● ТЕКСТ ДЛЯ ИЗУЧЕНИЯ

И эта интеллектуальная деятельность не была изолирована от людей. В раннюю эпоху древнегреческие философы несомненно не были похожи на тех, кого теперь называют интеллектуалами; они, по-видимому, охотнее общались со своими согражданами на рыночной площади, чем интеллектуалы нынешнего мира. Но они отнюдь не обращали всех своих сограждан в философов. Как мы увидим в следующей главе, человек с улицы далеко отставал от многих религиозных и этических идей, которые высказывались философами. Конфликт между новыми идеями и старыми обычаями отчетливо проявился в случае первого философа, о котором мы имеем подробные сведения – это был Сократ, человек, имя которого в течение двух тысячелетий оставалось символом философского исследования.

● ВОПРОСЫ ПО ТЕКСТУ
(1) Почему, согласно отрывку о древнегреческих философах, их интеллектуальная деятельность не была изолирована от людей? Ответьте в одном–трех предложениях.
(2) Кто, согласно отрывку о древнегреческих философах, был первым философом, о котором имеются подробные сведения?
(3) Перепишите фрагмент отрывка о древнегреческих философах от слов «И эта интеллектуальная» вплоть до слов «символом философского исследования.» включительно, заменив «рыночной площади» на «агоре».
Следующие записи взяты из другого источника.

● ИСХОДНЫЕ МАТЕРИАЛЫ
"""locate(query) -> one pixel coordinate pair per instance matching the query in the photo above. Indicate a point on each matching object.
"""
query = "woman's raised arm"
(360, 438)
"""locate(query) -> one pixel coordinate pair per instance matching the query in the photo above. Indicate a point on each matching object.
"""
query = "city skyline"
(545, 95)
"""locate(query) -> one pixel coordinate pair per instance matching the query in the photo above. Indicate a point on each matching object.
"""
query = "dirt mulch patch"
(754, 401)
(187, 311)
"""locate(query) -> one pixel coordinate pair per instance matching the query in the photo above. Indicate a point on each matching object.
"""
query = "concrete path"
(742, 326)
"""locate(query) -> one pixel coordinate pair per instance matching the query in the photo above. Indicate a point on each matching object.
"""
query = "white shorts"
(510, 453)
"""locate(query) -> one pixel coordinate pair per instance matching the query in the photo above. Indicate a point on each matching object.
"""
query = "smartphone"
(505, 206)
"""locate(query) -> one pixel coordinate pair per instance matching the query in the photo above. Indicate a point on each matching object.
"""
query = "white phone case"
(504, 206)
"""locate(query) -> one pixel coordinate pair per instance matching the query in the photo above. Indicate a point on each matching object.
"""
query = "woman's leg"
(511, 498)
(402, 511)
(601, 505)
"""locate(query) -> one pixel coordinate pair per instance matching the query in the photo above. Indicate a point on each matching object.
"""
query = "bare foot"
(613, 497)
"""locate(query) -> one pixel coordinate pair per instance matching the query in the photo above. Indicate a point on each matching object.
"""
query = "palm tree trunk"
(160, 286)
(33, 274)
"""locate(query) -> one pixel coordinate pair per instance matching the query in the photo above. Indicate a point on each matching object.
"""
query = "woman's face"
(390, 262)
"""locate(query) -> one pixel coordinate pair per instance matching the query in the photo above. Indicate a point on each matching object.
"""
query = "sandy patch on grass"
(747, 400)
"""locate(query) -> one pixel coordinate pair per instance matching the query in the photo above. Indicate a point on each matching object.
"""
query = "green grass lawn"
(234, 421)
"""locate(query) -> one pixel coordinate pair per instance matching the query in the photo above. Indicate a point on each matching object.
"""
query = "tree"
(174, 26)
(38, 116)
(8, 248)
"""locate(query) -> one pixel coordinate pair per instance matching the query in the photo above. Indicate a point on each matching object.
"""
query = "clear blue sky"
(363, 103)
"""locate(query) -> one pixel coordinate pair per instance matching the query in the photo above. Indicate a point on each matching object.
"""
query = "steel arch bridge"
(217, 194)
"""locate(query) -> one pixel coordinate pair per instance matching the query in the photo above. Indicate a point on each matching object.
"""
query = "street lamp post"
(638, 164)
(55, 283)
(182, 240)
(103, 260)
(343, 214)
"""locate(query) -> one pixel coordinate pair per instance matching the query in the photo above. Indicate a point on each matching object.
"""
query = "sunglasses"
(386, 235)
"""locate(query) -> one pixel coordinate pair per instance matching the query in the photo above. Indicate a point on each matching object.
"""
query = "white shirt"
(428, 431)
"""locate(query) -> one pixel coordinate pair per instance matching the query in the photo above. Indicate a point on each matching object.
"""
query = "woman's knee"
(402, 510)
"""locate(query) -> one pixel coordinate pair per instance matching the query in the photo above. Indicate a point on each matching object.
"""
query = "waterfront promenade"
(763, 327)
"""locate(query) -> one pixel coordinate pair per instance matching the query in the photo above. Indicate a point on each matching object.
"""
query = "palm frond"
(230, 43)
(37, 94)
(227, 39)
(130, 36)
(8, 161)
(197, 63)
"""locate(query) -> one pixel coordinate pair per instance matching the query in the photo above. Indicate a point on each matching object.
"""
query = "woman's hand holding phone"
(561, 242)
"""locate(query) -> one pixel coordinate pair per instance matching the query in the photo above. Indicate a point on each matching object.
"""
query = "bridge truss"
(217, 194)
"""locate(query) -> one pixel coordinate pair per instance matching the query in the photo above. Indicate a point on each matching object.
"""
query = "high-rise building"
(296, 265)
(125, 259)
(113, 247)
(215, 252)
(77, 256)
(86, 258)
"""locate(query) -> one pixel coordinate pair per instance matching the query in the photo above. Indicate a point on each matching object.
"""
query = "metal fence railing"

● ОТВЕТЫ
(1) Ранние древнегреческие философы, по-видимому, охотнее общались со своими согражданами на рыночной площади, чем интеллектуалы нынешнего мира.

(2) Сократ.

(3)
И эта интеллектуальная деятельность не была изолирована от людей. В раннюю эпоху древнегреческие философы несомненно не были похожи на тех, кого теперь называют интеллектуалами; они, по-видимому, охотнее общались со своими согражданами на агоре, чем интеллектуалы нынешнего мира. Но они отнюдь не обращали всех своих сограждан в философов. Как мы увидим в следующей главе, человек с улицы далеко отставал от многих религиозных и этических идей, которые высказывались философами. Конфликт между новыми идеями и старыми обычаями отчетливо проявился в случае первого философа, о котором мы имеем подробные сведения – это был Сократ, человек, имя которого в течение двух тысячелетий оставалось символом философского исследования.